>> START RAW RECORDS
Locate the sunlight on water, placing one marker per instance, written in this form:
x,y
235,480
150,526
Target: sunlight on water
>> END RAW RECORDS
> _DIRECTIONS FOR THIS TASK_: Format every line of the records as a JSON list of strings, one string per line, and leave out blank lines.

> _WORKED SOLUTION_:
[
  "Locate the sunlight on water, placing one marker per instance, written in this form:",
  "x,y",
  "235,480",
  "150,526",
  "Target: sunlight on water"
]